=== Reading passage ===
Flaum researchers publish a paper highlighting the need for better vision care for stroke survivors.
With the global incidence of stroke on the rise and survival rates growing, there is an increase of survivors with neurological deficits related to their injury. These can include movement, speech, and, in up to 60 percent, chronic visual defects.
Recently appointed Research Assistant Professor of Ophthalmology, Matthew Cavanaugh, Ph.D., and his collaborator Dr. Hanna Willis, at the University of Oxford, published a policy paper advocating for better screening and clinical care for patients who have suffered visual loss from a stroke. Furthermore, they go on to propose ways to accelerate research efforts to help stroke victims recover or to prevent future vision loss. Highlights from the article published in, Policy Insights from the Behavioral and Brain Sciences include recommendations to:
- Create more awareness among the clinical community and general public for the importance of immediate vision assessment of patients after stroke. Recent research suggests that early intervention during the first hours, days, and weeks after a stroke may improve visual outcomes
- Standardize care pathways for visual stroke victims so that they are treated as effectively as possible. This includes deploying machine-learning-based visual field testing using software specifically designed to detect brain-related vision loss, versus current testing that best measures vision loss related to ocular diseases (such as glaucoma)
=== Data extracts ===
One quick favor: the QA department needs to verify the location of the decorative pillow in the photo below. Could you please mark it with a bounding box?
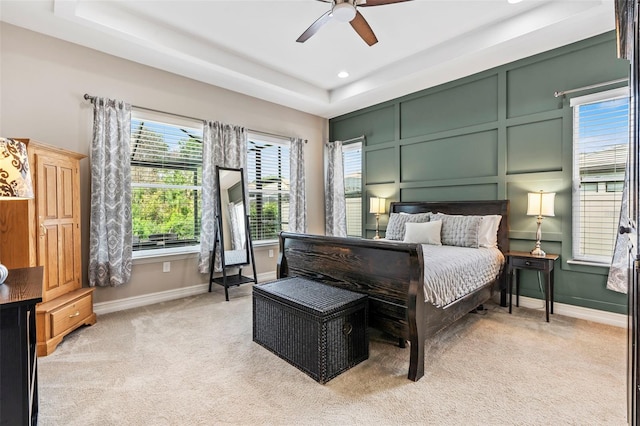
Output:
[478,214,502,247]
[404,220,442,246]
[431,213,482,248]
[385,213,429,241]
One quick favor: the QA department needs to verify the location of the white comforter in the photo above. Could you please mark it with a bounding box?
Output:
[422,244,505,307]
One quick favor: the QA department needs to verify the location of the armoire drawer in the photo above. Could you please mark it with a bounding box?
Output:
[51,293,93,336]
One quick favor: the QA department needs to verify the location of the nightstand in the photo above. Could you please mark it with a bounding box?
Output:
[505,251,560,322]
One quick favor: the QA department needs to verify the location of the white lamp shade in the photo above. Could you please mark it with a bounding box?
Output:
[369,197,387,214]
[0,138,33,199]
[527,191,556,216]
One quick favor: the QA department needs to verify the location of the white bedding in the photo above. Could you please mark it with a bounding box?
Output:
[422,244,505,307]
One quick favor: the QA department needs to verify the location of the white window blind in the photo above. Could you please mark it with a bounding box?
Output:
[342,142,362,237]
[131,110,202,250]
[247,133,290,243]
[571,89,629,264]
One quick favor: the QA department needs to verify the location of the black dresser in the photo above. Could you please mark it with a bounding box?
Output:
[0,266,42,426]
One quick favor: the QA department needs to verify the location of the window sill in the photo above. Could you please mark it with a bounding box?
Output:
[253,239,280,248]
[132,245,200,265]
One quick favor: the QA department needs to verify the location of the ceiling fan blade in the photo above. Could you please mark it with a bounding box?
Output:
[358,0,411,7]
[296,11,331,43]
[350,11,378,46]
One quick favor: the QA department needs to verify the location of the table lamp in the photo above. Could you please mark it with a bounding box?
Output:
[369,197,387,240]
[0,137,33,284]
[527,191,556,257]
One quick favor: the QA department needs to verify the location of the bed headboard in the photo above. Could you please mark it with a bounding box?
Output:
[390,200,509,253]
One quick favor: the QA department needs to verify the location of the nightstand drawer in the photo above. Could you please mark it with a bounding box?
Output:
[511,257,547,270]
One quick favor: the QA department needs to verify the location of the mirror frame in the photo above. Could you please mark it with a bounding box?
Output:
[214,166,251,268]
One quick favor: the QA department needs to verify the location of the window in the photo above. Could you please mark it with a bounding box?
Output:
[571,88,629,264]
[247,133,290,243]
[342,142,362,237]
[131,109,202,255]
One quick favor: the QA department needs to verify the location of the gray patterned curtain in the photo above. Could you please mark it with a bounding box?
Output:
[324,141,347,237]
[89,98,133,287]
[607,0,638,293]
[198,121,249,273]
[607,146,636,293]
[289,138,307,233]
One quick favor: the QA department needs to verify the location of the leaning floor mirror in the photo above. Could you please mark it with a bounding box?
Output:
[209,166,258,300]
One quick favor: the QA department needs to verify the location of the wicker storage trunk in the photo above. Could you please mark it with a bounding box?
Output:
[253,277,369,383]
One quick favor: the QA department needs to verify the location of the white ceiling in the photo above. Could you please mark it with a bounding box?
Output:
[0,0,615,118]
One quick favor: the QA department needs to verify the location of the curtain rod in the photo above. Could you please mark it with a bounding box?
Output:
[327,135,365,144]
[84,93,298,140]
[84,93,202,122]
[247,129,296,143]
[553,78,629,98]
===
### Questions
• A. Condense the paragraph of the article on vision care after stroke that begins "Recently appointed Research Assistant Professor" into two sentences, keeping its main facts.
• B. Summarize the article on vision care after stroke in two sentences.
• C. Write what comes next in the article on vision care after stroke, picking up after its final sentence.

### Solved tasks
• A. Matthew Cavanaugh, Ph.D., a newly appointed Research Assistant Professor of Ophthalmology, and his collaborator Dr. Hanna Willis of the University of Oxford published a policy paper in Policy Insights from the Behavioral and Brain Sciences that advocates better screening and clinical care for patients with vision loss from a stroke. The paper also proposes ways to accelerate research that could help stroke victims recover or prevent future vision loss.

• B. As stroke incidence and survival rates rise, more survivors live with neurological deficits, and up to 60 percent have chronic visual defects. In a policy paper, Matthew Cavanaugh and Hanna Willis advocate better screening and care for stroke-related vision loss, recommending greater awareness of immediate vision assessment and standardized care pathways that include machine-learning-based visual field testing.

• C.
- Improving the network of research related to therapeutic restoration of vision, and the prevention of long-term visual degradation. A number of laboratories have developed promising therapeutic vision rehabilitation interventions to partially restore lost vision. However, none of these techniques have been deployed into medical practice
Addressing these, and other, common gaps to care and research related to visual stroke are vital. They are likely to improve the standard of care for current patients and accelerate the development of therapies to lessen the burden of this problem. Researchers like Dr. Cavanaugh, and our neuro-ophthalmology specialists at the Flaum Eye Institute are ideally positioned to help develop better solutions for this often-neglected consequence of stroke.